§ **Page text**:
____
WHile the imminent launch of the Kinect and Move in the coming months would undoubtedly breathe new life into the Xbox 360 and PS3, one former Sony executive feels it can only postpone the next console wars for a couple of more years.
In an interview with Gamesindustry.biz, David Reeves, who is now with Capcom, he said a new batch of consoles may emerge as early as 2012 and that the current motion controllers were simply the first step toward a new way to play games.
“I honestly think in two or three years’ time we’re going to see much more of a breakthrough in terms of the way we control games,” he said, “Much more than Kinect or Move are offering. A lot of people are working on that type of thing in Scandinavia, Japan and the US. How to control games in a much more accurate way. I know from working on Move, which started four or five years ago, when we had a big box in a room to get the whole thing working. It’s come down to something much smaller now,” Reeves says.
____
§ **Extracted information**:

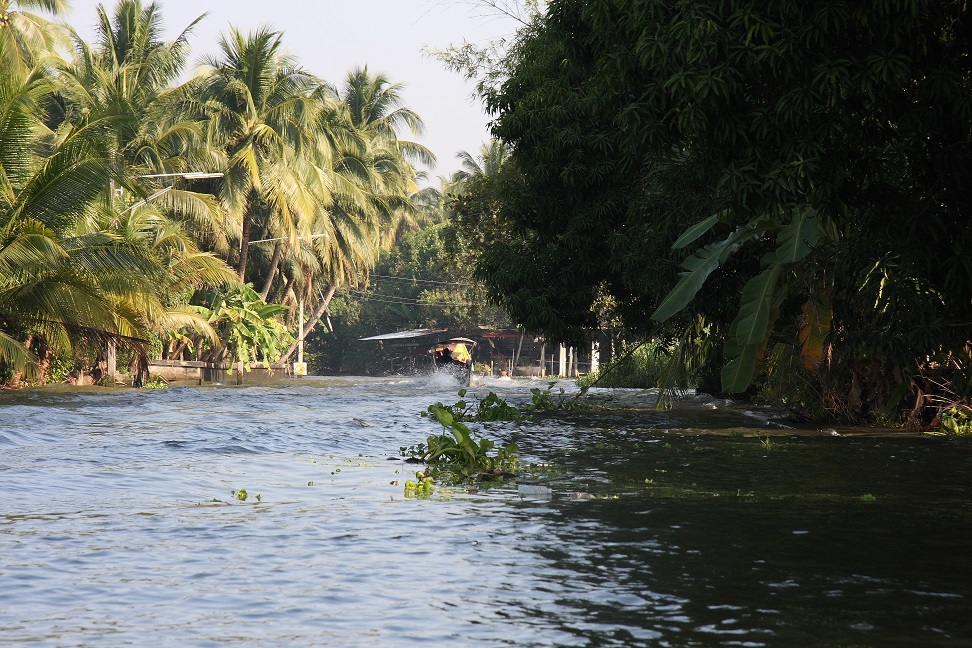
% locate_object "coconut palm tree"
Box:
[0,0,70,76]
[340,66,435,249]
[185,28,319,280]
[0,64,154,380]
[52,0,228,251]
____
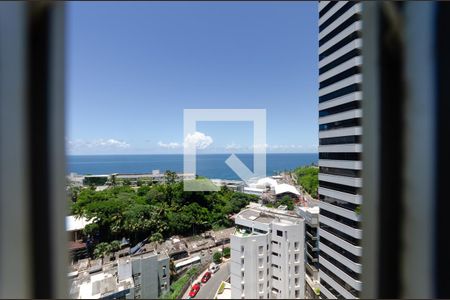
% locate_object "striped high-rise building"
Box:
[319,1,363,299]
____
§ **Short task 1**:
Output the stretch of the console article from "WHile the imminent" through "of more years." word for word.
§ **Short task 2**:
Decide whether each statement agrees with the console article: (a) Reeves now works for Capcom; (b) Reeves says work on Move began about ten years ago; (c) Reeves names Scandinavia, Japan and the US as places where people are working on more accurate game control. Answer yes or no for each, quoting the deciding words.
Answer from the console article alone.

§ **Full answer 1**:
WHile the imminent launch of the Kinect and Move in the coming months would undoubtedly breathe new life into the Xbox 360 and PS3, one former Sony executive feels it can only postpone the next console wars for a couple of more years.

§ **Full answer 2**:
(a) Yes: "David Reeves, who is now with Capcom"
(b) No: "I know from working on Move, which started four or five years ago"
(c) Yes: "A lot of people are working on that type of thing in Scandinavia, Japan and the US."